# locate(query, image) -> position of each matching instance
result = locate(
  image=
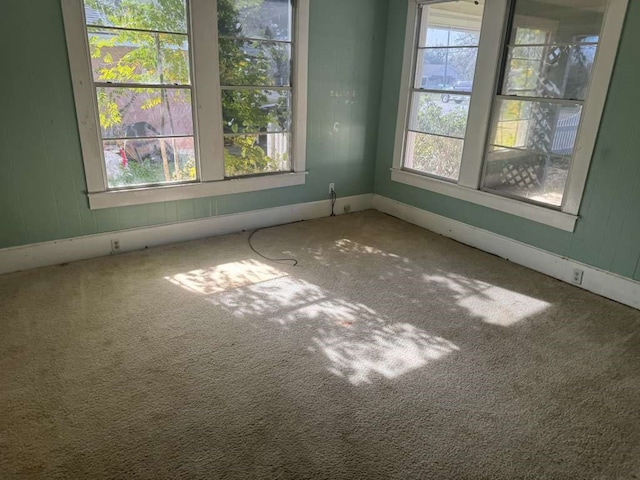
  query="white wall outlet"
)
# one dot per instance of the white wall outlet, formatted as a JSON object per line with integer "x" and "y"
{"x": 577, "y": 276}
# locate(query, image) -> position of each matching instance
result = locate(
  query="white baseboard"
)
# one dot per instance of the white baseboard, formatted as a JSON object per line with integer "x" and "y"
{"x": 68, "y": 250}
{"x": 607, "y": 284}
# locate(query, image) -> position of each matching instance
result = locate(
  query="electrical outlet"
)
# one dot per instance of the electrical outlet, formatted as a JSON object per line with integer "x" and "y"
{"x": 577, "y": 276}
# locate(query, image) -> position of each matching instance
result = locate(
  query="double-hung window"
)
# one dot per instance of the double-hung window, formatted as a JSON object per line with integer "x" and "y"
{"x": 502, "y": 99}
{"x": 181, "y": 99}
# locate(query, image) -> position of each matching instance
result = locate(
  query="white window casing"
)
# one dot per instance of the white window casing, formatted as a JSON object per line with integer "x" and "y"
{"x": 207, "y": 113}
{"x": 488, "y": 71}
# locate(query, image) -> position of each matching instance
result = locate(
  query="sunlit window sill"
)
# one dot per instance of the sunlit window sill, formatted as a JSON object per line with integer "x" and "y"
{"x": 536, "y": 213}
{"x": 168, "y": 193}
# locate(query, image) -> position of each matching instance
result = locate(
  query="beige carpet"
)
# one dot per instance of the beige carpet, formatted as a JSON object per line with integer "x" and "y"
{"x": 388, "y": 352}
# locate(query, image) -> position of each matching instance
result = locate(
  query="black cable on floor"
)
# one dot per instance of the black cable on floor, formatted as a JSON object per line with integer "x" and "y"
{"x": 278, "y": 260}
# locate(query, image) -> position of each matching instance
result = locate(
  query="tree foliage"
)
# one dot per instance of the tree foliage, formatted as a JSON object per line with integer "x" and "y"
{"x": 134, "y": 57}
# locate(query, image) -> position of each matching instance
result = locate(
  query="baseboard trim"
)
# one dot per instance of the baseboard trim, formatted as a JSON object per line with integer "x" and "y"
{"x": 15, "y": 259}
{"x": 606, "y": 284}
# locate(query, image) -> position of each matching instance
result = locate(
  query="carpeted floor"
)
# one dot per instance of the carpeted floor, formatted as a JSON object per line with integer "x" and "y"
{"x": 387, "y": 352}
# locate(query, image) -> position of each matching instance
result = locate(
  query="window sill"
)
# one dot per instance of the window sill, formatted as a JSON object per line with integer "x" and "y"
{"x": 139, "y": 196}
{"x": 552, "y": 218}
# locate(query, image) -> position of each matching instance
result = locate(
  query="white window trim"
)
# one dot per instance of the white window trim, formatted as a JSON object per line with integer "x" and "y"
{"x": 491, "y": 44}
{"x": 207, "y": 106}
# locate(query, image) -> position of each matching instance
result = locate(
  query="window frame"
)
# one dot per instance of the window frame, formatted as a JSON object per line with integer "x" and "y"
{"x": 490, "y": 55}
{"x": 207, "y": 113}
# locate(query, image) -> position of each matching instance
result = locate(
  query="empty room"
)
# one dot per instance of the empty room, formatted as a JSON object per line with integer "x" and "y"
{"x": 319, "y": 239}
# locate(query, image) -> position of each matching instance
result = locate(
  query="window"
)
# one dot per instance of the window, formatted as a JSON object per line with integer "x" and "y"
{"x": 445, "y": 64}
{"x": 502, "y": 101}
{"x": 188, "y": 98}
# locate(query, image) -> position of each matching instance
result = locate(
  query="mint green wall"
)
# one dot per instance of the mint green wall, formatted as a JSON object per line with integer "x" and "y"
{"x": 41, "y": 174}
{"x": 607, "y": 234}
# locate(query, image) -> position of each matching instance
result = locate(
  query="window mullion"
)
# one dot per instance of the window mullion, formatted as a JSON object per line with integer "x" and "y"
{"x": 84, "y": 95}
{"x": 206, "y": 79}
{"x": 484, "y": 88}
{"x": 412, "y": 33}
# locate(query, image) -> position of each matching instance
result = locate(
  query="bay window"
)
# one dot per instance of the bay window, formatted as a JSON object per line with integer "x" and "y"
{"x": 188, "y": 98}
{"x": 502, "y": 99}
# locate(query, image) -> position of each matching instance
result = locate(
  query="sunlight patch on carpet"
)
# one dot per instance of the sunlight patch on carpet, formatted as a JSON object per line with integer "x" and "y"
{"x": 495, "y": 305}
{"x": 359, "y": 344}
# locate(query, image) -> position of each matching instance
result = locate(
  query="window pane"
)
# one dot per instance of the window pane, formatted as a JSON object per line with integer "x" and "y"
{"x": 253, "y": 111}
{"x": 254, "y": 63}
{"x": 263, "y": 19}
{"x": 253, "y": 154}
{"x": 446, "y": 68}
{"x": 544, "y": 127}
{"x": 556, "y": 21}
{"x": 124, "y": 56}
{"x": 135, "y": 162}
{"x": 434, "y": 155}
{"x": 144, "y": 112}
{"x": 440, "y": 114}
{"x": 525, "y": 174}
{"x": 156, "y": 15}
{"x": 452, "y": 24}
{"x": 549, "y": 71}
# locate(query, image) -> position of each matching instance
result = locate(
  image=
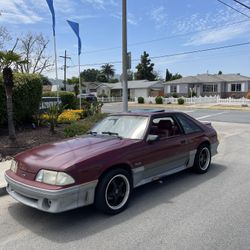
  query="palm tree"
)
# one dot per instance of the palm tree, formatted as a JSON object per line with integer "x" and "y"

──────────────────────────────

Problem to work on
Output an exact copy of the material, with the pictures removed.

Exercise output
# locate(query, image) -> position of each matching instance
result = locate(
  image=
  query="white wall outlet"
)
# one dot per instance of the white wall outlet, formatted as a JSON object per line with integer "x" and "y"
{"x": 577, "y": 276}
# locate(query, image) -> position of each matching instance
result = locate(
  query="white baseboard"
)
# one dot per instance of the white baseboard, formatted as a JSON object per line with integer "x" and "y"
{"x": 68, "y": 250}
{"x": 607, "y": 284}
# locate(query, image) -> position of each matching instance
result = locate(
  query="electrical outlet"
)
# one dot per instance of the electrical outlet, formatted as a JSON object per line with integer "x" and "y"
{"x": 577, "y": 276}
# locate(query, image) -> position of each matching instance
result = locate(
  query="double-hung window"
)
# one dot per instance of the double-hung window, formatted as a JSON object per line with integer "x" and "y"
{"x": 502, "y": 99}
{"x": 181, "y": 99}
# locate(query, image) -> position of each matching instance
result = locate(
  query="white window casing"
)
# one dot per instance of the white window casing, formatted as a JSON object per line with integer "x" and "y"
{"x": 207, "y": 113}
{"x": 488, "y": 71}
# locate(query, image) -> position of each matching instance
result = locate(
  query="sunlit window sill"
)
# one dot per instance of the sunlit window sill, formatted as a JSON object per line with integer "x" and "y"
{"x": 536, "y": 213}
{"x": 168, "y": 193}
# locate(query, image) -> position of each matching instance
result = locate(
  query="beige carpet"
)
# one dot per instance of the beige carpet, formatted as a JSON object per line with integer "x" and "y"
{"x": 388, "y": 352}
# locate(query, image) -> position of each matching instance
result = locate(
  query="black cable on floor"
)
# one dot per instance of the black cable on floor, formatted as a JSON object per line with integer "x" and "y"
{"x": 278, "y": 260}
# locate(query, image) -> position of each matching instance
result = locate(
  query="tree foliage"
)
# one dot per instance of the tree foliage, formatted as a JSON object per line with integer "x" and "y"
{"x": 134, "y": 57}
# locate(query, image) -> position of each matching instance
result = locate(
  query="baseboard trim"
)
# one dot per instance of the baseboard trim, formatted as a JSON object per line with integer "x" and "y"
{"x": 15, "y": 259}
{"x": 606, "y": 284}
# locate(query, image) -> position of each matching instance
result = locate(
  query="carpeted floor"
)
# one dot per instance of the carpeted floor, formatted as a JSON object per line with integer "x" and "y"
{"x": 387, "y": 352}
# locate(query, image) -> position of each matching instance
result = locate(
  query="window sill"
)
# one dot per instance of the window sill, formatted as a JSON object per line with integer "x" and "y"
{"x": 139, "y": 196}
{"x": 552, "y": 218}
# locate(query, image) -> position of each matching instance
result = locate(
  query="white window trim"
)
# one dot per instance of the white window trim, formatted as a JSON object per line with integer "x" and "y"
{"x": 491, "y": 44}
{"x": 207, "y": 106}
# locate(query, image) -> position of each matching instance
result = locate(
  query="window frame"
)
# one dot per instance of the window frame, formatted as a JSON object per line with integer "x" and "y"
{"x": 490, "y": 55}
{"x": 207, "y": 113}
# locate(query, image) -> position of each matching instance
result = locate(
  query="empty room"
)
# one dot per instance of the empty room, formatted as a JSON object per line with integer "x" and "y"
{"x": 319, "y": 239}
# locate(query, image) -> position of each matching instance
result = locate(
  query="window"
)
# one dot per instance of the window, formatted as a JSON object per line with integer "x" and "y"
{"x": 445, "y": 64}
{"x": 502, "y": 101}
{"x": 188, "y": 98}
# locate(query, image) -> position of each matching instance
result = locate(
  query="mint green wall"
)
# one dot per instance of the mint green wall, formatted as a JSON object per line with integer "x" and "y"
{"x": 41, "y": 174}
{"x": 607, "y": 234}
# locate(query, image) -> position of each matching instance
result = locate(
  query="window mullion"
)
# one dot per instance of the window mullion, formatted as a JSON object per line with integer "x" and "y"
{"x": 84, "y": 95}
{"x": 206, "y": 79}
{"x": 484, "y": 88}
{"x": 412, "y": 33}
# locate(query, image) -> position of each matching instance
result = locate(
  query="bay window"
)
# one dot per instance of the bay window, formatted as a JSON object per line with integer "x" and "y"
{"x": 188, "y": 98}
{"x": 502, "y": 99}
# locate(query, image) -> position of each matching instance
result = locate(
  query="sunlight patch on carpet"
)
# one dot per instance of the sunlight patch on carpet, formatted as a JSON object per line with integer "x" and "y"
{"x": 495, "y": 305}
{"x": 359, "y": 344}
# locate(query, image) -> position of each matching instance
result = locate(
  query="window pane"
)
# one dot per instance of the window pane, formatted as a JSON object per line with integer "x" and "y"
{"x": 253, "y": 111}
{"x": 254, "y": 63}
{"x": 263, "y": 19}
{"x": 253, "y": 154}
{"x": 446, "y": 68}
{"x": 544, "y": 127}
{"x": 556, "y": 21}
{"x": 124, "y": 56}
{"x": 135, "y": 162}
{"x": 434, "y": 155}
{"x": 144, "y": 112}
{"x": 440, "y": 114}
{"x": 525, "y": 174}
{"x": 156, "y": 15}
{"x": 452, "y": 24}
{"x": 549, "y": 71}
# locate(query, image) -> position of each matching instance
result = locate(
  image=
  query="palm tree"
)
# one dot per instance of the palm tree, formatted as a JSON object per line with integer "x" and "y"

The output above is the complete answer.